_List of tasks_:
1. For the text on talking with men, decide whether each statement agrees with it: (a) having insecure or needy feelings makes a person less confident; (b) confidence comes from accepting that such feelings happen; (c) a constant smile is recommended to make others want to be around you. Answer yes or no for each, quoting the deciding words.
2. Repeat the text on talking with men from "The main lesson" to "entirely too personal.", word for word.

_Source excerpt_:
------------

The main lesson to be learned in understanding how to talk with men is that you shouldn’t have any stigmas around your feelings, or any self-beliefs based solely on his treatment of you.
Before I “got” what it was all about—this love thing—I spent a lot of time and energy trying to hide my feelings from men, while at the same time taking everything a man did to me entirely too personal.
Don’t Go Into A Turtle Shell
It’s okay to feel insecure, needy, vulnerable and nervous around a man. You are human and every human being feels these things now and again, especially in the company of those that matter. Having these feelings doesn’t make you any less confident.
Confidence comes from accepting that these feelings happen and admitting to them as easily and readily as you would the good feelings. Don’t have a stigma around your darker feelings. Don’t let society tell you that you have to have a perma-smile to make anyone want to be around you.
It’s time to share your truth with men. It’s time to be very up front and honest and let them know what’s going on inside your heart at any given moment… good or bad, confident or needy and insecure, happy or sad and angry!

------------

_Material provided_:

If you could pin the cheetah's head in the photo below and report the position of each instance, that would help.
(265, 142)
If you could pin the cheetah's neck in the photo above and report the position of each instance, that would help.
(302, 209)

------------

_Solutions in order_:
1.
(a) No: "Having these feelings doesn’t make you any less confident."
(b) Yes: "Confidence comes from accepting that these feelings happen and admitting to them as easily and readily as you would the good feelings."
(c) No: "Don’t let society tell you that you have to have a perma-smile to make anyone want to be around you."

2.
The main lesson to be learned in understanding how to talk with men is that you shouldn’t have any stigmas around your feelings, or any self-beliefs based solely on his treatment of you.
Before I “got” what it was all about—this love thing—I spent a lot of time and energy trying to hide my feelings from men, while at the same time taking everything a man did to me entirely too personal.